◆ Vorliegender Auszug ◆
Klingt nach dem perfekten Ort, um ein neues Leben zu beginnen? Bei dieser Art von Euphorie wird Joshua Isles hellhörig: „Manche gehen einer Wildlife-Inszenierung in den sozialen Medien auf den Leim und kommen mit völlig falschen Erwartungen hierher. Dann beschweren sie sich über den lausigen öffentlichen Nahverkehr und die schlechte medizinische Versorgung, darüber, dass es kalt ist im Winter und die Geschäfte sonntags geschlossen haben. Oder sie kaufen eine Farm, obwohl sie von Landwirtschaft überhaupt keine Ahnung haben. Wir wussten damals wenigstens, dass es nur drei Bars gibt.“ Schade findet es der 47-Jährige auch, wenn Australier vom Festland fliehen, nach dem Motto „Hauptsache, weg“, anstatt sich bewusst für Tasmanien zu entscheiden. Denn so viel sollte klar sein: Gründe dafür gibt es genug. 

Vier Insider-Tipps für Tasmanien

Vier Insider-Tipps für Tasmanien

Hofrestaurant The Agrarian Kitchen

Rund 35 Kilometer von der Hauptstadt Hobart entfernt befindet sich diese charmante Kombination aus Begegnungsort, Kochschule, Farm-to-Table-Restaurant und Café. Séverine Demanet und Rodney Dunn wurden 2007 in Tasmanien sesshaft, gründeten zunächst eine Kochschule samt Farm, um acht Jahre später das jetzige, im 19. Jahrhundert errichtete Gebäudeensemble zu erwerben, umgeben von einem 5.000-Quadratmeter-Garten. Von Freitag bis Sonntag erwartet die Gäste ein täglich wechselndes 14-Gänge-Menü, darunter Radieschen mit Saubohnenmiso, Streifenbarsch mit Kartoffeln und Blutpflaumen mit Meringue und Kefircreme. Die allermeisten Zutaten stammen aus dem Garten, der Rest von tasmanischen Produzenten.

◆ Aufgabe 1 ◆
In welchem Jahr wurden Séverine Demanet und Rodney Dunn laut dem Auszug über Tasmanien dort sesshaft?
◆ Aufgabe 2 ◆
Schreiben Sie aus dem Auszug über Tasmanien den Abschnitt von „Rund 35 Kilometer“ bis einschließlich „von tasmanischen Produzenten.“ wortgetreu ab.
Die Datensätze spielen hierfür keine Rolle.

◆ Bereitgestellte Daten ◆
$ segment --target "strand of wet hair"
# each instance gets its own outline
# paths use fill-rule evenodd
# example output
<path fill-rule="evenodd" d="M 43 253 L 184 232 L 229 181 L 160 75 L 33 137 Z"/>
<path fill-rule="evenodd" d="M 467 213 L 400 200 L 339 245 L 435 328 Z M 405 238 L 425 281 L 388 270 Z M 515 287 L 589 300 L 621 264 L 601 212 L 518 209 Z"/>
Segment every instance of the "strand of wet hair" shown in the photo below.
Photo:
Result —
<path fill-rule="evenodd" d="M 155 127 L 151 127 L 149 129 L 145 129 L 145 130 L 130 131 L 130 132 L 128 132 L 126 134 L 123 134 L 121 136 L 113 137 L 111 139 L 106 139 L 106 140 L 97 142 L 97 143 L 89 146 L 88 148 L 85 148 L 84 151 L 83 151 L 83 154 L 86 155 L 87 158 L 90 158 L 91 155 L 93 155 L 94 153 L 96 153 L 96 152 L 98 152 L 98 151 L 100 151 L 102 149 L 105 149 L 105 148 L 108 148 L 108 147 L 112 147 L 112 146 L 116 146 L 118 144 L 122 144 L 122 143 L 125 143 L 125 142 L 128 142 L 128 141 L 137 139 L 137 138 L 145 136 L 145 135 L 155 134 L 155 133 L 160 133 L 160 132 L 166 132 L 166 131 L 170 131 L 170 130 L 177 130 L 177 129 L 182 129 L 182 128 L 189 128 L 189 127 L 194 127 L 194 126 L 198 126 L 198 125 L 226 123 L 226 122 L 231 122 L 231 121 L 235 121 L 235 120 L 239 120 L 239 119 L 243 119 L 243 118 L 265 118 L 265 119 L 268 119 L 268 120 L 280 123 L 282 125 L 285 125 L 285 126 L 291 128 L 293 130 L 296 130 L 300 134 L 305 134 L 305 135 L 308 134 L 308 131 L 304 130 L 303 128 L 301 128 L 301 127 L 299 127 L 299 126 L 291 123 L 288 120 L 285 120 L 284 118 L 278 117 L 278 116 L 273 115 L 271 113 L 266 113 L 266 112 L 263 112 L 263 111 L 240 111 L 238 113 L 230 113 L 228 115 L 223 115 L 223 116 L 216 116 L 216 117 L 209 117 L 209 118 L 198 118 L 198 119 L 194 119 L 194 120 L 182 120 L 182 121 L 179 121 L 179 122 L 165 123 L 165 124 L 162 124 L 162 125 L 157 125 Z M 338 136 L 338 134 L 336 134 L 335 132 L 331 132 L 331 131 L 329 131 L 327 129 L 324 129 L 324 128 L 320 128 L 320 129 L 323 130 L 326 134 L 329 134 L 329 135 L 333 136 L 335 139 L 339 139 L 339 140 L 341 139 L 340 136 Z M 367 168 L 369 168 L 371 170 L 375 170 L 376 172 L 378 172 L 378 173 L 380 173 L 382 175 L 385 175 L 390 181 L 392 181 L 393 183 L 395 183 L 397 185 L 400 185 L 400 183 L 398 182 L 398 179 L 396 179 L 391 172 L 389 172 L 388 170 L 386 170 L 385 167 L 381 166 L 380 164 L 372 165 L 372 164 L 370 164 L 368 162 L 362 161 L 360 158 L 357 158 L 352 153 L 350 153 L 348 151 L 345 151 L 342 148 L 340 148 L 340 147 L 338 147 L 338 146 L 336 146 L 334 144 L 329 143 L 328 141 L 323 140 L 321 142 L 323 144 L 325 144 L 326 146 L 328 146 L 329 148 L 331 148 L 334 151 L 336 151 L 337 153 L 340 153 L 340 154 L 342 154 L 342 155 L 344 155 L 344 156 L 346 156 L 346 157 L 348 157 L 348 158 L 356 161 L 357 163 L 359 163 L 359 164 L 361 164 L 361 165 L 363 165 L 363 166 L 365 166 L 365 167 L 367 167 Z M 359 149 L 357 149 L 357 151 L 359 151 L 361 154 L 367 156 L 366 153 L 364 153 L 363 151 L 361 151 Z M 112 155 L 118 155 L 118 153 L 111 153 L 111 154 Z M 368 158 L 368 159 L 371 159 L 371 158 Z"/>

◆ Vollständige Lösung 1 ◆
2007

◆ Vollständige Lösung 2 ◆
Rund 35 Kilometer von der Hauptstadt Hobart entfernt befindet sich diese charmante Kombination aus Begegnungsort, Kochschule, Farm-to-Table-Restaurant und Café. Séverine Demanet und Rodney Dunn wurden 2007 in Tasmanien sesshaft, gründeten zunächst eine Kochschule samt Farm, um acht Jahre später das jetzige, im 19. Jahrhundert errichtete Gebäudeensemble zu erwerben, umgeben von einem 5.000-Quadratmeter-Garten. Von Freitag bis Sonntag erwartet die Gäste ein täglich wechselndes 14-Gänge-Menü, darunter Radieschen mit Saubohnenmiso, Streifenbarsch mit Kartoffeln und Blutpflaumen mit Meringue und Kefircreme. Die allermeisten Zutaten stammen aus dem Garten, der Rest von tasmanischen Produzenten.